**Provided material**
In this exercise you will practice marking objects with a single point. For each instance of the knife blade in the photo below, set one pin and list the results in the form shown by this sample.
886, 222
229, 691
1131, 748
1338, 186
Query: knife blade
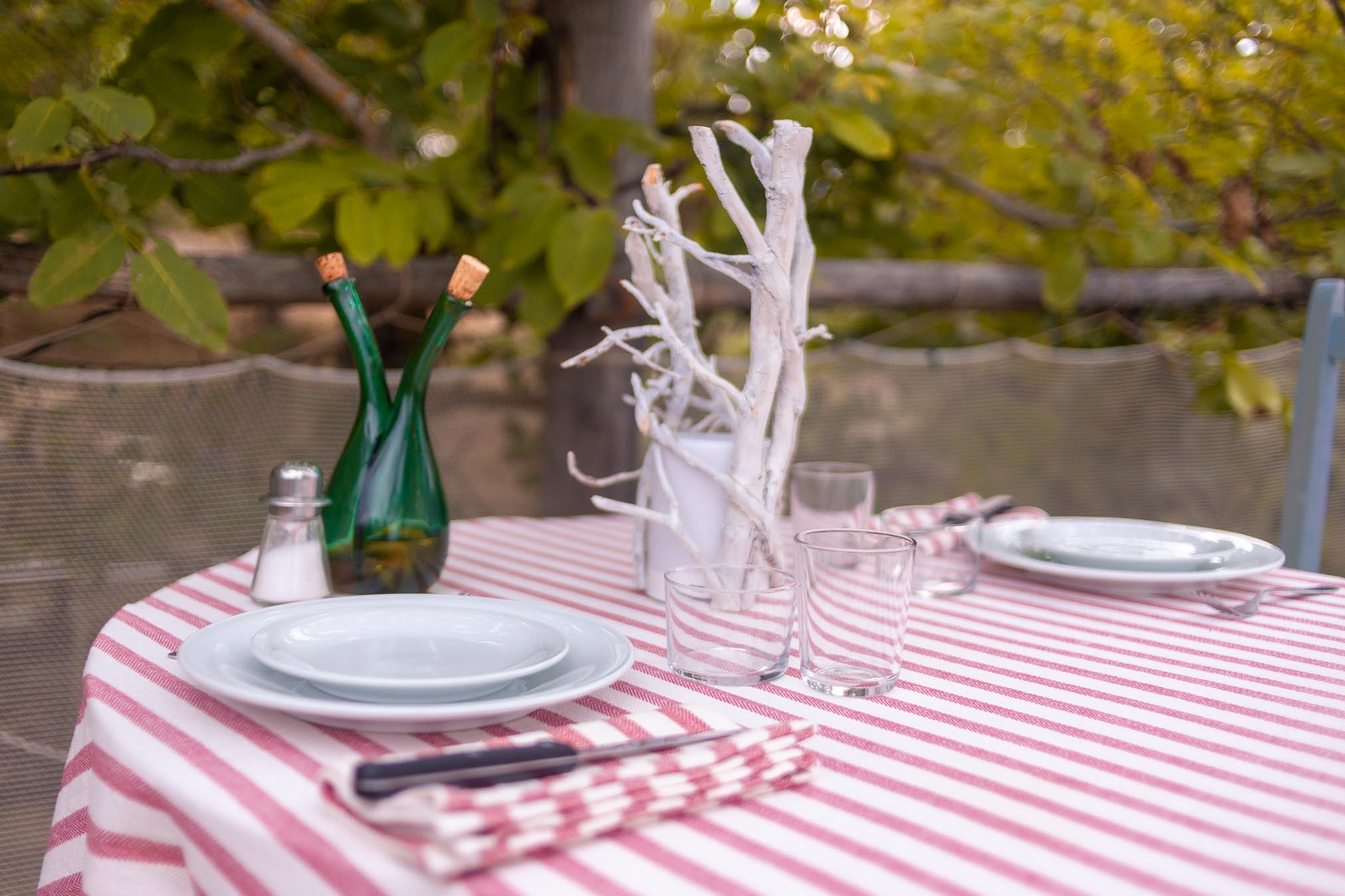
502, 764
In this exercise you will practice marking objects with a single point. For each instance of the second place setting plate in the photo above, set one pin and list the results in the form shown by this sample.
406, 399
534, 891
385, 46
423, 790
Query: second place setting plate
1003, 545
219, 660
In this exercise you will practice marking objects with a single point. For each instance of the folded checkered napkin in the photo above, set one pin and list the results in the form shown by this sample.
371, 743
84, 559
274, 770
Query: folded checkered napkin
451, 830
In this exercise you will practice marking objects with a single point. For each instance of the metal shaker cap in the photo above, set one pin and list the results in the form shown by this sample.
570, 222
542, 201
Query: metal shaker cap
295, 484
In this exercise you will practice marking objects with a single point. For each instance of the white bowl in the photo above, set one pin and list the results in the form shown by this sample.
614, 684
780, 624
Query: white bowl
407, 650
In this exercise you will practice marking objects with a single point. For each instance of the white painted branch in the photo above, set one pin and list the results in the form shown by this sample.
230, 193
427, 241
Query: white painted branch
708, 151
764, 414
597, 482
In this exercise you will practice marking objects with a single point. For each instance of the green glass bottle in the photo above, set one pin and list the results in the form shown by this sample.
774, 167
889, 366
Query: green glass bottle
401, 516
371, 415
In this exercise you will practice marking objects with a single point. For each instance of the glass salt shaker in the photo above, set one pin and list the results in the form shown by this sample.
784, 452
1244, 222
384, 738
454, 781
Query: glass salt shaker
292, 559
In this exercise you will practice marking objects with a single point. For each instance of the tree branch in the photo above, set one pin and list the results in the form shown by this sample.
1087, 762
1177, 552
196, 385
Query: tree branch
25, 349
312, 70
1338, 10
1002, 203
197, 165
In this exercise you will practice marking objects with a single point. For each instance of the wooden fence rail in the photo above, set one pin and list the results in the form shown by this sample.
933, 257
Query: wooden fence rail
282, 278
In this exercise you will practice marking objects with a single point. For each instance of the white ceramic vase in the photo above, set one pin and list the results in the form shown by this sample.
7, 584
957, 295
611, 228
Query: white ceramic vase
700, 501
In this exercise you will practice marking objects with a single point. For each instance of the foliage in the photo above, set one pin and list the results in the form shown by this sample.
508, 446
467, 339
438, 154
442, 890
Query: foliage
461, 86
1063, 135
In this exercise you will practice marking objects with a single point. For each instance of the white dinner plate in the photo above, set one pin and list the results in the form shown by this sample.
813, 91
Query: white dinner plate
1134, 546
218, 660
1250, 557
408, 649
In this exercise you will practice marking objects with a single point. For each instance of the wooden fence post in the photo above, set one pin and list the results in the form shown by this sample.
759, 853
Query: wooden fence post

**What is needed**
Reproduce the listing exactly, but keep its images out of the copy.

**Exercise answer**
In this exercise you will practice marking objects with a single point. For each instance of the knife blade in the photo below, set one pin and list the results in the form shown by this sample.
886, 222
229, 691
1131, 748
1338, 186
Query: knife blade
502, 764
In this exercise you will practice marking objects with a single point. For each instance of the second place setting plate in the photo above, set one pin and list the results in the form shown by this sample.
406, 399
534, 891
385, 46
423, 790
Query: second place setting plate
1003, 545
219, 660
In this exercise you will practice marking objects with a single point. For each instance of the folded checkered napkin in the photo above, set one pin and list the results in the form shown by this sample.
371, 743
84, 559
274, 770
Query: folded checkered napkin
451, 830
In this exercise you will practice marking objects with a single point. For each instance of the metal shaker cap in the photo above, set one pin and list the results in the form shown by this sample.
570, 222
542, 201
Query: metal shaker cap
295, 484
In this exercise you will practice marking objects with a single point. For each instance of the white bowl in the photo above, set one pin and list the results in the form shown by this sample.
614, 684
780, 624
Query: white bowl
407, 650
In this exercise you will practice marking objects with a single point. For each instance of the white painted branch in the photo above, set one pin and list the results in the form shown by this sample.
230, 193
427, 241
Query: white painted branch
708, 151
764, 414
597, 482
In this exercise you will practice marking objects with a single point. For each instance of the green glass bottle in the photo above, set one pin and list the results in the form shown by this sample.
774, 167
889, 366
Query: green glass bottle
401, 516
371, 415
In this exercise you will practice marking objects with a single point. For each instance of the glass salt shaker in the photo above, set one pin and list the results in the form shown by this sample.
784, 452
1244, 222
384, 738
454, 781
Query: glass salt shaker
292, 559
In this exercise you will practice marking objects with a single point. For each instance of the tree branch in the photo above, set one pin and list the results in the form shown by this sample.
1087, 762
1177, 552
196, 385
Query: tree branch
25, 349
312, 70
1338, 10
1002, 203
197, 165
In this exercise you will practice marking objects with a single point. For each instance of the wooden fence rail in the photo above, set one pin and list the results in the form shown by this sample.
933, 257
Query: wooden fence rail
282, 278
In this exercise you will practice marking objects with a single point. For each instance of the white ceramic vase in the photo above, set one pin and list the results in the form shown by this sample.
7, 584
957, 295
611, 228
Query: white ceramic vase
700, 501
In this exercise you will practice marking objects with a single point. For each instance of the foliage in the photo above, set one pin and list the results in the form shown by this sample.
508, 446
467, 339
438, 154
442, 890
Query: foliage
461, 86
1063, 135
In this exercise you will practice marking objects with a single point. For each instance of the white dinner plate in the photo above, set one pin and list the results in the form shown by this sample.
813, 91
Query: white dinner plate
1134, 546
218, 660
1250, 557
408, 649
In this exercise you will practice marking objects with a single point. For each instance of the wooden fence post in the photo above, set one pin and list the results in the form shown by this sample.
759, 853
Query: wooden fence post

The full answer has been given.